### [Description of the task]
Rescale the material below by copying every line of it, with each coordinate in the outline answers multiplied by 1.9 and rounded to a whole number, halves rounded up.

### [Records shown]

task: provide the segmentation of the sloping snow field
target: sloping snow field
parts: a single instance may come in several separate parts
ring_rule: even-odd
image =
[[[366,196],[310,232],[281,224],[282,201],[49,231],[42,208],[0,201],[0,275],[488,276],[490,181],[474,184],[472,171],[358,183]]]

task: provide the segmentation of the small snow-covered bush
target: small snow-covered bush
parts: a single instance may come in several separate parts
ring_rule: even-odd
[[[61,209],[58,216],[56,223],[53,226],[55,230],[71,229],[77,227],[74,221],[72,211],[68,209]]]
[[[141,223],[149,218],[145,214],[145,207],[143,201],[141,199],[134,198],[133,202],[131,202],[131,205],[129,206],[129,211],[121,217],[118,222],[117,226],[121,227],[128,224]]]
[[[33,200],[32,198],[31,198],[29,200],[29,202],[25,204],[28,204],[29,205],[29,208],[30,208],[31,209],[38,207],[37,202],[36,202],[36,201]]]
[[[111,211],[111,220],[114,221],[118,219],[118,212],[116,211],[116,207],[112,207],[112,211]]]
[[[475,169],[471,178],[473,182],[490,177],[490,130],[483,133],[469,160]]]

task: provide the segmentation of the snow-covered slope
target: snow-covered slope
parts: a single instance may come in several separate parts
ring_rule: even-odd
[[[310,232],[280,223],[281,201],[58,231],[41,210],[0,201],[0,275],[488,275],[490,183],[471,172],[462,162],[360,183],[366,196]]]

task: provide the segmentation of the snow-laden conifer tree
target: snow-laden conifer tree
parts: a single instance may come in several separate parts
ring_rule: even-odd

### [Result of this task]
task: provide the segmentation of the sloping snow field
target: sloping snow field
parts: a single instance may come in several separate parts
ring_rule: even-odd
image =
[[[695,372],[589,441],[534,426],[536,382],[93,439],[80,395],[0,382],[0,523],[927,524],[931,344],[901,350],[897,325],[680,348]]]

task: provide the segmentation of the small snow-covered bush
target: small snow-covered bush
parts: a single instance may come in several separate parts
ring_rule: even-odd
[[[116,397],[110,410],[106,424],[101,429],[105,437],[135,435],[146,431],[141,420],[137,401],[129,397]]]
[[[268,424],[283,414],[276,407],[276,393],[272,382],[268,378],[255,376],[253,384],[249,384],[249,390],[245,391],[245,401],[230,412],[224,422],[222,429],[230,431],[243,426]]]
[[[63,380],[61,376],[59,376],[55,380],[55,384],[48,388],[53,388],[55,390],[55,395],[57,395],[59,397],[72,393],[70,384],[68,384],[68,382]]]
[[[211,401],[211,418],[217,420],[224,416],[224,403],[220,401],[220,393],[213,393],[213,401]]]
[[[903,321],[895,338],[899,346],[931,336],[931,247],[918,253],[891,304]]]

task: provide the segmentation of the snow-covered slope
target: snow-covered slope
parts: a single instance may come in several separate parts
ring_rule: even-odd
[[[589,441],[532,424],[534,382],[110,439],[78,399],[0,382],[0,523],[927,523],[931,348],[895,327],[878,308],[684,348],[695,372]]]

task: provide the segmentation of the snow-laden conifer tree
target: snow-laden conifer tree
parts: a single instance may come in several separate parts
ring_rule: even-odd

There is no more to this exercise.